(Exercise set)
1 - Answer these questions from the article on public goodwill and the climate emergency:
(a) What is currently illegal in the UK?
(b) What did people begin to do even before it was required?
(c) Which public good does the pandemic example protect?
2 - Carry on the article on public goodwill and the climate emergency from its final sentence.

*** Selected excerpt ***

Can the public goodwill harnessed during the pandemic be leveraged to tackle the climate emergency? Ellen Holtmaat (LSE) argues that asking citizens to do the right thing can be surprisingly powerful.
While it is currently illegal in the UK to leave your home except for a specific and defined purpose, in practice the order is impossible to police. In other parts of the world, stay-at-home orders were legally prohibited, but were largely obeyed anyway. Similarly, people began to wear face coverings even before it was required. People are voluntarily obeying the government’s instructions, and in many cases doing it willingly to reduce the spread of COVID-19. They are incurring the private costs of social isolation to contribute to a common good.
Asking for people’s help can make a great deal of difference when it comes to creating and protecting of public goods – in this case protecting the health of the population. This voluntary contribution to a common good can be harnessed in other areas of public policy as well – and potentially in mitigating global warming. Many people are aware of the difference their choices about personal behaviour and consumption can make. But a lot more would probably act if the government asked for it.
Why would it make a difference if governments requested certain actions? First of all, many people that might not act out of their own conviction might start to do so if the government asked them to co-operate.

*** End of Selected excerpt ***
*** Material provided ***

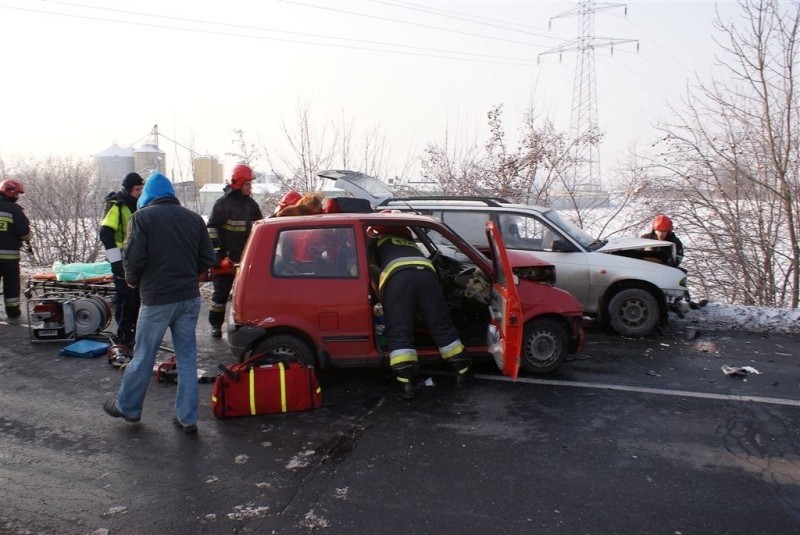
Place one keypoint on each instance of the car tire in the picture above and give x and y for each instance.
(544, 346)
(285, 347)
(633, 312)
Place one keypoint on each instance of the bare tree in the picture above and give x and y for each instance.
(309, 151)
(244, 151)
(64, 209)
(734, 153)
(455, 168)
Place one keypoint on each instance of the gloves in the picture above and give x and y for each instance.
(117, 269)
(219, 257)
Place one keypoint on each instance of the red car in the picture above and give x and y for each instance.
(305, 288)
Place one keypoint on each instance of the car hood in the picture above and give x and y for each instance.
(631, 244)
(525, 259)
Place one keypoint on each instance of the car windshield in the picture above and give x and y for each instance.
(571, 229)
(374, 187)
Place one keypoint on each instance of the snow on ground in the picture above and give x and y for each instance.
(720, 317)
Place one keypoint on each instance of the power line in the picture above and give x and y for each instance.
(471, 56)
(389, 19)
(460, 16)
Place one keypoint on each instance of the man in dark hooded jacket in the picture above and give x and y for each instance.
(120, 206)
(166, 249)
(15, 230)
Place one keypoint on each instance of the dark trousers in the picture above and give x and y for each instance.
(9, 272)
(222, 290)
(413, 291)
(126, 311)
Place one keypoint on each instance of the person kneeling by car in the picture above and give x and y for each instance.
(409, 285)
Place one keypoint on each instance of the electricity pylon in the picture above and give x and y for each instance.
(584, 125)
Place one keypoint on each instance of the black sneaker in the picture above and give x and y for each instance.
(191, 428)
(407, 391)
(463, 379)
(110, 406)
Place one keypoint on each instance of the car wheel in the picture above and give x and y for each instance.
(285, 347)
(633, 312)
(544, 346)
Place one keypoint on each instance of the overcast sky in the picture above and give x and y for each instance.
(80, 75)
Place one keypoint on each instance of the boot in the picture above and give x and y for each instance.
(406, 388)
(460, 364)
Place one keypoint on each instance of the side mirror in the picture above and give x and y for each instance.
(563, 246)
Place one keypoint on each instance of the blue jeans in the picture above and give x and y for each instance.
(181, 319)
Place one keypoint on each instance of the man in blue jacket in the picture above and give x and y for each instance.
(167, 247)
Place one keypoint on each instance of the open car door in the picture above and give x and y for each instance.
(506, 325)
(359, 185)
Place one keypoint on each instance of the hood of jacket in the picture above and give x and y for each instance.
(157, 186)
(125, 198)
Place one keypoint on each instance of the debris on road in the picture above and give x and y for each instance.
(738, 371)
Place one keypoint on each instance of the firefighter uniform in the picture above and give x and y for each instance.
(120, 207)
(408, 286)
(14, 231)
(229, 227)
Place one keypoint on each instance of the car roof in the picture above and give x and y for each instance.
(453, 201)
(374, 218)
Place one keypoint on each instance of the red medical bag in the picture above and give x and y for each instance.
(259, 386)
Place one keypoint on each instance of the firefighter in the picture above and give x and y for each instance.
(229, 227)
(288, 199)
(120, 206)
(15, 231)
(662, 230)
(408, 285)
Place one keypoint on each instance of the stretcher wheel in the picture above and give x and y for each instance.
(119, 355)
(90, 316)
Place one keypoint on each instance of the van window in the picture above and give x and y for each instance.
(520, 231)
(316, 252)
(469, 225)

*** End of Material provided ***

(Per-task outputs)
1 -
(a) Leaving your home except for a specific and defined purpose.
(b) Wear face coverings.
(c) The health of the population.

2 -
Secondly, currently it is up to those who make more effort to justify their actions. The decision to serve a vegetarian lunch, turn down an invitation to a birthday party you would have to fly to, or ask for your job interview to be conducted over Skype can be awkward and difficult. Government requests can turn this burden of justification around, making it easier for those willing to do so to adjust their behaviour.
Furthermore, a government that simply asks for a change in behaviour respects the norms of freedom and equality. The request creates small social costs for those not abiding by the norm, but nothing more. This means that those for whom a flight is very important can still go, but those who value it only a little might find another solution. It is an efficient way to capture the ‘low-hanging fruit’.
Seeing the government taking action on climate change can reduce the climate anxiety some people are feeling. Working for a shared cause might even generate a sense of community. People generally like to contribute to a goal bigger than themselves. Governments now often nudge people to encourage desirable behaviour, such as by introducing a charge for plastic bags. This is useful. However, adding a government request not to use plastic bags adds a social dimension in which people incur private costs for the public good, providing an altruistic premium (or what some call a ‘warm glow’).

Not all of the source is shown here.